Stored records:
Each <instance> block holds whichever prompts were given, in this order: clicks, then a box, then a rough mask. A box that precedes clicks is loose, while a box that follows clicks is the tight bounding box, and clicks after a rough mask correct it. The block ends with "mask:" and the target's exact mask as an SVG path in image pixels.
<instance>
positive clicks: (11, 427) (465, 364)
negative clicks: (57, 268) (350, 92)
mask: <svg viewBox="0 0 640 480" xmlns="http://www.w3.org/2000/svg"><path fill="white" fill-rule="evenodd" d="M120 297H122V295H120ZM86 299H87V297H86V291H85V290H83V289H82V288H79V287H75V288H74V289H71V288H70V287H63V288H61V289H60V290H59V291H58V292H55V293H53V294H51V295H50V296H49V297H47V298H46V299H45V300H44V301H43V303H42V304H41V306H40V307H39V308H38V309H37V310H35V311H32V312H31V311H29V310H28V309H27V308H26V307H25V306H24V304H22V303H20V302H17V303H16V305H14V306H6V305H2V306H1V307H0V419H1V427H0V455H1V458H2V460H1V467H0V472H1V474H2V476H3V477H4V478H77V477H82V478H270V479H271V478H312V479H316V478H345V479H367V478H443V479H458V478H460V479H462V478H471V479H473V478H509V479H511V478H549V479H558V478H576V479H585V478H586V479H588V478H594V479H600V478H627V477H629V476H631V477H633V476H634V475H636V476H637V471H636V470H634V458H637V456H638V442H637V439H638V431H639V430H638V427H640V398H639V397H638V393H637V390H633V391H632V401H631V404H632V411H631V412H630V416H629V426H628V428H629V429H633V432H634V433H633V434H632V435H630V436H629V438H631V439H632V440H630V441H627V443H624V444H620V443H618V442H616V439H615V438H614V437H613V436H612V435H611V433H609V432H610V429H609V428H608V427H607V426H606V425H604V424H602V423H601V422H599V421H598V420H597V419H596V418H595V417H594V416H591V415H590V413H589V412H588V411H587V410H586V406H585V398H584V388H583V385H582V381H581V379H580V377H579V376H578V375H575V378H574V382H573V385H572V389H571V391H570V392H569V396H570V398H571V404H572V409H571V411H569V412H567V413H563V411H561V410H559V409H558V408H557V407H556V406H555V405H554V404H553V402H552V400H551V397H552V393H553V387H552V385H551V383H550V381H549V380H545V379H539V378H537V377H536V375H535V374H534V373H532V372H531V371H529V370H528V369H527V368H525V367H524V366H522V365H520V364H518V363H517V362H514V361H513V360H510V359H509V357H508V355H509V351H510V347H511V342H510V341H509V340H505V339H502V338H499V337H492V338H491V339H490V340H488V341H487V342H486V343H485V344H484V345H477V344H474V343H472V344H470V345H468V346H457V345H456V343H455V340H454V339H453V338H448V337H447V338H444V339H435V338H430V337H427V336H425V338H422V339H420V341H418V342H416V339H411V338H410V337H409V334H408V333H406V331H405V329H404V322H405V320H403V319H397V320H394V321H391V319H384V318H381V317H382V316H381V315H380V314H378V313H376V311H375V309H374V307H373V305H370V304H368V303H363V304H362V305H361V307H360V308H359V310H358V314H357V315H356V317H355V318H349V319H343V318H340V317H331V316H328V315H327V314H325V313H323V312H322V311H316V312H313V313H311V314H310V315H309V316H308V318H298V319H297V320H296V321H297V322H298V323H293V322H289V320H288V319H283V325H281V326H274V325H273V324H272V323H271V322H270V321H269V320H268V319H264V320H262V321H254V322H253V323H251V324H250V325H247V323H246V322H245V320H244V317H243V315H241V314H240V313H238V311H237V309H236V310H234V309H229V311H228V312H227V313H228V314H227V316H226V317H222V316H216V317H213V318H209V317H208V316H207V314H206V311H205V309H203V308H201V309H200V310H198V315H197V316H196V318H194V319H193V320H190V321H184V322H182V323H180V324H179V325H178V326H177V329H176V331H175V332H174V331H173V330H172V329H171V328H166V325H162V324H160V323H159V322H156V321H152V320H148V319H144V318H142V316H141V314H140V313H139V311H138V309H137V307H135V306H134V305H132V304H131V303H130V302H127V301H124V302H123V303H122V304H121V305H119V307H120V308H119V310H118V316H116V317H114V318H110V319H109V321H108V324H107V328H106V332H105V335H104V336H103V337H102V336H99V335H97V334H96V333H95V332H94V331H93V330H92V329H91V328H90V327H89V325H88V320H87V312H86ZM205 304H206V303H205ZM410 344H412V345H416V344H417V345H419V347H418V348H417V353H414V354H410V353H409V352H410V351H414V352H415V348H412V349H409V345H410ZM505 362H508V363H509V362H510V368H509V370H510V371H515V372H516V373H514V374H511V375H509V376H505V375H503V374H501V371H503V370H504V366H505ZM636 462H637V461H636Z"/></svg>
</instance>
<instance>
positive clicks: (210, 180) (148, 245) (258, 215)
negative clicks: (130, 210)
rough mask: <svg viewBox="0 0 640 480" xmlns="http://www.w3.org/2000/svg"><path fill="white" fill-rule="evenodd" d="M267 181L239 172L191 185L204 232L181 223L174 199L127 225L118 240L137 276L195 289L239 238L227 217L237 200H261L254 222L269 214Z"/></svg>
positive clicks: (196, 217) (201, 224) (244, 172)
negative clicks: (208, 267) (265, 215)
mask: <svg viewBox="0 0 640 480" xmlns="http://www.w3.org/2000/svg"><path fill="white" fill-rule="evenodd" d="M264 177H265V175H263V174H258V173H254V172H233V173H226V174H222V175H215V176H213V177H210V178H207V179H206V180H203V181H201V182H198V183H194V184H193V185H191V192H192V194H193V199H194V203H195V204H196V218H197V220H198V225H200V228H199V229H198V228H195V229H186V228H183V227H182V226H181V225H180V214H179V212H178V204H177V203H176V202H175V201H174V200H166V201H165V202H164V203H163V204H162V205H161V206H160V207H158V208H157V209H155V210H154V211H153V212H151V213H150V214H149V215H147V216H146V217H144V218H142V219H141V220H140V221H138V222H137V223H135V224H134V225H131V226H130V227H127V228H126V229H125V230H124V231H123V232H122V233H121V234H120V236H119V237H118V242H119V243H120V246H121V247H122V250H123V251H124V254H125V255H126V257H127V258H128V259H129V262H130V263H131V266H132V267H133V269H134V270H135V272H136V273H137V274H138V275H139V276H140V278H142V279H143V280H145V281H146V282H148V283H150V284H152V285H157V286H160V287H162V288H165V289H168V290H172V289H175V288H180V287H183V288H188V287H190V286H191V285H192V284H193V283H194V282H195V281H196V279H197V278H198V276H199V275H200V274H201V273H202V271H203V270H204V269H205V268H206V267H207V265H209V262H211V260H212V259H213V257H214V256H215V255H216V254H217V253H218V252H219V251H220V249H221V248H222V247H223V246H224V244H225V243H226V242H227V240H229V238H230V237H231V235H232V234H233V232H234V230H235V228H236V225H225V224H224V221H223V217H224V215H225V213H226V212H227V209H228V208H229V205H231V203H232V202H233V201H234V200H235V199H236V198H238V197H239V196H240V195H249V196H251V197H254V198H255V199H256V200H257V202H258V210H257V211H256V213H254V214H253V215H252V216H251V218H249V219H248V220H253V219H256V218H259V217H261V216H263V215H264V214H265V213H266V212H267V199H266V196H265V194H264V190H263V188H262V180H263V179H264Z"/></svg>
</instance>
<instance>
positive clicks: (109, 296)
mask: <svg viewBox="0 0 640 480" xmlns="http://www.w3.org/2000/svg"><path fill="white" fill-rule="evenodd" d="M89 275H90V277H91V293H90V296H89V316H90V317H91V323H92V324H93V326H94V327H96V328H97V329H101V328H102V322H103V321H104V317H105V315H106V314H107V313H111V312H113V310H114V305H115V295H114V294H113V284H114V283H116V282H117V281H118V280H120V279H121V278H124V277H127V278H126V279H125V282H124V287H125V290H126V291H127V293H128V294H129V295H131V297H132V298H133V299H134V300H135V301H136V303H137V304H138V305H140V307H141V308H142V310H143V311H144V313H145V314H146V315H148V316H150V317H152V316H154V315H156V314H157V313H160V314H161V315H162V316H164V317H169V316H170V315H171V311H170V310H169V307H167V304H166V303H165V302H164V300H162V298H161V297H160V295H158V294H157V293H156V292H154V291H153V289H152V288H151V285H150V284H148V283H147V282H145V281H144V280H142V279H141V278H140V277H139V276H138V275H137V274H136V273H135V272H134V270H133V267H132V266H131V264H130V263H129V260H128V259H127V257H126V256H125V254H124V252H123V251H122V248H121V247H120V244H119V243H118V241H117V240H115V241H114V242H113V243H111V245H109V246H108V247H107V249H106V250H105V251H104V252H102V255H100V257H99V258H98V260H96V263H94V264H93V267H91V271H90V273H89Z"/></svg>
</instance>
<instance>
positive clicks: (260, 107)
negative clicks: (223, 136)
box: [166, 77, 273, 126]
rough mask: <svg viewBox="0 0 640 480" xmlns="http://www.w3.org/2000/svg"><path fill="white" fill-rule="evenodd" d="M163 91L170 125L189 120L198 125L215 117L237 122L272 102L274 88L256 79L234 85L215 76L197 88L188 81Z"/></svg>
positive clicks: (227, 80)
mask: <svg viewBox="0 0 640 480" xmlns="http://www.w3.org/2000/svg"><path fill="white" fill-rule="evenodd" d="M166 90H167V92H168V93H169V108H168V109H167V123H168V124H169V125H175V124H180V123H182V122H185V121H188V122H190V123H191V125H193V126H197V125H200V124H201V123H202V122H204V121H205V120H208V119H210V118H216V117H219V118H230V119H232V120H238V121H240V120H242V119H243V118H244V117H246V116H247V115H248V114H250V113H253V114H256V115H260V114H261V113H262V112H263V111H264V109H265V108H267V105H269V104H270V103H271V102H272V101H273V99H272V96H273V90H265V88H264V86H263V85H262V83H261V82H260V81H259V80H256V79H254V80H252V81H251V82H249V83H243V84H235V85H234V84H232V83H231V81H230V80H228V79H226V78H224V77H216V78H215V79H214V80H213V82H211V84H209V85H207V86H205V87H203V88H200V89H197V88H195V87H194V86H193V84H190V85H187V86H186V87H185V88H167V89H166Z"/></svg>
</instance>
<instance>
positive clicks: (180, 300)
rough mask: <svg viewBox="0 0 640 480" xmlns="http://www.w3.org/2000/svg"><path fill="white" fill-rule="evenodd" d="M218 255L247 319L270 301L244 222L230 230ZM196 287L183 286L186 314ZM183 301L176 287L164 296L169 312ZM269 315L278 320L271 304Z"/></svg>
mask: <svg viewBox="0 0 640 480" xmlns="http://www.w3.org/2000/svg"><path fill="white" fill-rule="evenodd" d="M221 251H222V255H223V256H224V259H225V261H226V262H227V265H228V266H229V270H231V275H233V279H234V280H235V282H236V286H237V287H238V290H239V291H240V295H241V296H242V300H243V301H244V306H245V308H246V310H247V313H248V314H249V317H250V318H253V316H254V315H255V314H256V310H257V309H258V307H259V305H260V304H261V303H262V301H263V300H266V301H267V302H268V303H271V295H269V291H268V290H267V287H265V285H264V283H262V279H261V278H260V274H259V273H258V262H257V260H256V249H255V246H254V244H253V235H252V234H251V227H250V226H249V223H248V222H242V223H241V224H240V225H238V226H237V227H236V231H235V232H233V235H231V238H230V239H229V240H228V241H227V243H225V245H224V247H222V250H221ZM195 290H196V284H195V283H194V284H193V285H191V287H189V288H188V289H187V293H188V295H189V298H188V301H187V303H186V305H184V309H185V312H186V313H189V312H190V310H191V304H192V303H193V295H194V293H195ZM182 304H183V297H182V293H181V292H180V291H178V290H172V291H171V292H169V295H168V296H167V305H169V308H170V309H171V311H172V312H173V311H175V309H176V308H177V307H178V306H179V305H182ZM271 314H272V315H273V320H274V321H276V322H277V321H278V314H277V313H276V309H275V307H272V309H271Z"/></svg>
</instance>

= TRY IT =
Could you set down, exactly as written, the lines above between the one holding "positive clicks: (260, 107)" and the one holding "91L170 125L189 120L198", inclusive, and nothing more?

= TASK OUTPUT =
positive clicks: (260, 107)
negative clicks: (223, 136)
box: [166, 77, 273, 126]
rough mask: <svg viewBox="0 0 640 480" xmlns="http://www.w3.org/2000/svg"><path fill="white" fill-rule="evenodd" d="M163 91L170 125L189 120L198 125L215 117L237 122L272 102L274 88L256 79L234 85L215 76L197 88L188 81Z"/></svg>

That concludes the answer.